Written instruction 1 — Sum up the thread on the benchmarking-only mode in two sentences.

Excerpt to read —
——————————

[PATCH] Add benchmarking-only mode to the test suite

Tue May 20 07:12:58 PDT 2014

Hi,

Out of interest, given the major churn going on in the test-suite at the
moment, is now the right time to discuss how best to replace the utterly
archaic and incomprehensible makefile system?

Cheers,

James

On 20 May 2014 14:54, Yi Kong <kongy.dev at gmail.com> wrote:

> It's a really strange test case. The spikes disappear when I measure
> cache/TLB misses using perf.
>
> On 20 May 2014 13:47, Hal Finkel <hfinkel at anl.gov> wrote:
> > ----- Original Message -----
> >> From: "Yi Kong" <kongy.dev at gmail.com>
> >> To: "Tobias Grosser" <tobias at grosser.es>
> >> Cc: "Hal Finkel" <hfinkel at anl.gov>, "Eric Christopher" <
> echristo at gmail.com>, "llvm-commits"
> >> <llvm-commits at cs.uiuc.edu>
> >> Sent: Tuesday, May 20, 2014 7:11:27 AM
> >> Subject: Re: [PATCH] Add benchmarking-only mode to the test suite
> >>
> >> Tobias, I can't reproduce your findings on my machine. Even if I
> >> disabled output(removing -DPOLYBENCH_DUMP_ARRAYS) and piped to
> >> /dev/null, I still get lots of spikes. I think we need to exclude
> >> those tests until we find out how to stabilize those results.
> >
> > Okay, I'll also exclude them for now. How large is the working set?
> Could you be seeing TLB misses?
> >
> >  -Hal
> >
> >>
> >> On 18 May 2014 12:08, Yi Kong <kongy.dev at gmail.com> wrote:
> >> > I think that's due to the vast amount of output it produces. Maybe
> >> > replacing the output with an accumulator with give a more stable
> >> > result?
> >> >
> >> > On 17 May 2014 22:34, Tobias Grosser <tobias at grosser.es> wrote:
> >> >> On 17/05/2014 14:08, Yi Kong wrote:
> >> >>>
> >> >>> On 16 May 2014 15:25, Hal Finkel <hfinkel at anl.gov> wrote:
> >> >>>>
> >> >>>> ----- Original Message -----
> >> >>>>>
> >> >>>>> From: "Yi Kong" <kongy.dev at gmail.com>
> >> >>>>> To: "Hal Finkel" <hfinkel at anl.gov>
> >> >>>>> Cc: "Eric Christopher" <echristo at gmail.com>, "llvm-commits"
> >> >>>>> <llvm-commits at cs.uiuc.edu>, "Tobias Grosser"

——————————

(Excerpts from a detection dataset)
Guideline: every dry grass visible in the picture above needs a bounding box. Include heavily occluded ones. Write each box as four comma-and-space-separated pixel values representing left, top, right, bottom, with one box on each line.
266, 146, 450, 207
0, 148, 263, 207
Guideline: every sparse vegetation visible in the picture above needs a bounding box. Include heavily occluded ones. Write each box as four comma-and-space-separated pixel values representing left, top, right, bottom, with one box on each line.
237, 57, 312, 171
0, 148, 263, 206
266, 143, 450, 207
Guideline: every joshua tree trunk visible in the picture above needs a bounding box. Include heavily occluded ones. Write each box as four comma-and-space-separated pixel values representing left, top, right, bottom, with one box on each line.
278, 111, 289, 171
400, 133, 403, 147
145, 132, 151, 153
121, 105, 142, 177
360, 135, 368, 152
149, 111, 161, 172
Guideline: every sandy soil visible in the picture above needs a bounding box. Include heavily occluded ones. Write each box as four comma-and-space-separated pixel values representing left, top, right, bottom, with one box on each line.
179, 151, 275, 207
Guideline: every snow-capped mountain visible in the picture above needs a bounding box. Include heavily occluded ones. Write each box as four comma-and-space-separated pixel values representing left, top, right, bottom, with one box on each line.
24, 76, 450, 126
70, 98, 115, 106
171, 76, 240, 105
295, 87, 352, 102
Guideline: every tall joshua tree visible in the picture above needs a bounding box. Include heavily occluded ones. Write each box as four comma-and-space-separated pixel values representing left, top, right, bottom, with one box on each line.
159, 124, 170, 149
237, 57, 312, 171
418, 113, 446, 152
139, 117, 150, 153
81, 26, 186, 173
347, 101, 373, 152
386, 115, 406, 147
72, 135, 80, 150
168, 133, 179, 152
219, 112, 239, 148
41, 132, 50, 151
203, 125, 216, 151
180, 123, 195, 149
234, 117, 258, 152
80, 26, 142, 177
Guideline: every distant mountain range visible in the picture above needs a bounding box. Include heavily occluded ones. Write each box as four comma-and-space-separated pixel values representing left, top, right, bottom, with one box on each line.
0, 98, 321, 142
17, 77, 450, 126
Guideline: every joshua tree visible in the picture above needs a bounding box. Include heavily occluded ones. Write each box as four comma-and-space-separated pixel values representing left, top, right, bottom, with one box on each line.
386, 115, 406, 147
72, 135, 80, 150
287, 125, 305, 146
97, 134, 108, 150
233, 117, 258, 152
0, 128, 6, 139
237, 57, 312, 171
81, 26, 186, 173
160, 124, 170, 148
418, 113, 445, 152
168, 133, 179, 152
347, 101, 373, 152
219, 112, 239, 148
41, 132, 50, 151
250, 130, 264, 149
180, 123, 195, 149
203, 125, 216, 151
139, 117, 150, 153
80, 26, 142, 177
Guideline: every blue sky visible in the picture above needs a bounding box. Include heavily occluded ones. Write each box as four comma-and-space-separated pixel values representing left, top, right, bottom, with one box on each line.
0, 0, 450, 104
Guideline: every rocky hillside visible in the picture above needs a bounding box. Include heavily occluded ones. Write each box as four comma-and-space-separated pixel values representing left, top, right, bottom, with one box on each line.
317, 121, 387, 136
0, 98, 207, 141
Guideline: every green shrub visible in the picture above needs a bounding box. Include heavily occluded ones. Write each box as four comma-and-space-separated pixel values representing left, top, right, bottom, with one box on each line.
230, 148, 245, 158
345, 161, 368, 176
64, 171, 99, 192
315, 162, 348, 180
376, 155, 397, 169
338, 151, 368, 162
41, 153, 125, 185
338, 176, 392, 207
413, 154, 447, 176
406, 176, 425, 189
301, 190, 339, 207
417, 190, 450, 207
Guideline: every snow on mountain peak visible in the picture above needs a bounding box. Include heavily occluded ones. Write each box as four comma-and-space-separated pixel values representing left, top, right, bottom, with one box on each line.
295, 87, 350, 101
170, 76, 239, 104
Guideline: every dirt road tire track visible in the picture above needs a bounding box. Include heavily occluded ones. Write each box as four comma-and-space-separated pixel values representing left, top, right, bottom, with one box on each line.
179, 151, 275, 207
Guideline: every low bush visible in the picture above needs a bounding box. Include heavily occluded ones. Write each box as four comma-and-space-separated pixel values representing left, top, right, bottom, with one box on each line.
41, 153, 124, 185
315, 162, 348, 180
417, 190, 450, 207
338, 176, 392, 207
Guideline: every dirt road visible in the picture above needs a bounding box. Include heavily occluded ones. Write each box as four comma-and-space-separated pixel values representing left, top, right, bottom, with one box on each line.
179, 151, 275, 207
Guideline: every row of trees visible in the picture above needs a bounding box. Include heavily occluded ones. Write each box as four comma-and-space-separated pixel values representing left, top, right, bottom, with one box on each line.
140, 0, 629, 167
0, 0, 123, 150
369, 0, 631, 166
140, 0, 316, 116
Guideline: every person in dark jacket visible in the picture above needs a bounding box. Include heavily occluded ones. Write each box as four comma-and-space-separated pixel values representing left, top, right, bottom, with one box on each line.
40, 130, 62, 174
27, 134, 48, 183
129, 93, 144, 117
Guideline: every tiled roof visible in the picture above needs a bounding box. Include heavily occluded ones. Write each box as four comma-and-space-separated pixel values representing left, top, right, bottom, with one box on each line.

——————————

Written instruction 2 — Rewrite the detection dataset entries from their first line through the line containing "149, 111, 161, 172", copying every line in full. Multiply each box coordinate by 1.25 and round it to a whole number, with halves rounded up.

Expected answer 1 — In this thread about adding a benchmarking-only mode to the test suite, Yi Kong reports being unable to reproduce Tobias's findings and still seeing many timing spikes even with output disabled and piped to /dev/null, and Hal Finkel agrees to exclude those tests for now while asking whether TLB misses could be involved. Yi Kong then notes that the spikes disappear when cache/TLB misses are measured with perf, and James asks whether now is the right time to discuss replacing the archaic makefile system.

Expected answer 2 —
Guideline: every dry grass visible in the picture above needs a bounding box. Include heavily occluded ones. Write each box as four comma-and-space-separated pixel values representing left, top, right, bottom, with one box on each line.
333, 183, 563, 259
0, 185, 329, 259
Guideline: every sparse vegetation visible in the picture above needs a bounding box. Include heavily occluded ones. Write each box as four comma-and-space-separated pixel values representing left, top, right, bottom, with one box on each line.
296, 71, 390, 214
0, 185, 329, 258
333, 179, 563, 259
Guideline: every joshua tree trunk visible in the picture above needs a bounding box. Include heavily occluded ones. Write each box as four comma-and-space-separated pixel values representing left, top, right, bottom, with one box on each line.
348, 139, 361, 214
500, 166, 504, 184
181, 165, 189, 191
151, 131, 178, 221
450, 169, 460, 190
186, 139, 201, 215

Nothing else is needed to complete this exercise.